### Source excerpt
Given the colossal size of the federal government in the United States and its pervasive influence on our economic lives, it is surprising that the growth of government isn't the subject of most history books written about the twentieth century. Unfortunately, the list of good books on the subject is surprisingly short. Fortunately, Price Fishback and Shawn Kantor have written a book that can be added to that short list. Indeed, their book, with its rigorous analysis of both markets and politics, is a model for others to follow.

Fishback and Kantor's exhaustive research provides new insights into why almost all states adopted workers' compensation laws between 1910 and 1921, even though related reform proposals were stillborn. [They] examine the timing of adoption across states and conclude that "progressive" politicians played only a marginal role. The strength of employer and worker interest groups was crucial. The occurrence of a crisis in the old liability system was also extremely important.

### Given request 1
Name every factor that the book review on workers' compensation laws links to the timing of state adoption, in the review's own wording.
### Given request 2
Carry on the book review on workers' compensation laws from its final sentence.

### Data shown
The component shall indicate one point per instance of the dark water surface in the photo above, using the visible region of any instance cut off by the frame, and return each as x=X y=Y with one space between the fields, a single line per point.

### Written answer 1
- "progressive" politicians
- the strength of employer and worker interest groups
- the occurrence of a crisis in the old liability system

### Written answer 2
Probably the greatest shortcoming of this book is a failure to go back one more step to explain the origins of this crisis in greater detail. Whatever the reasons, the origin of the workers' compensation system, like the growth of government during much of the rest of the twentieth century, hinged crucially on a crisis.

Ultimately, the, Fishback and Kantor's painstaking analysis gives a clear picture of the operation of the American market and political system in an era when the logic of the welfare state was still generally rejected and when other programs that eventually became part of the welfare state (old-age pensions, unemployment insurance and subsidies, and sickness insurance) were not politically viable.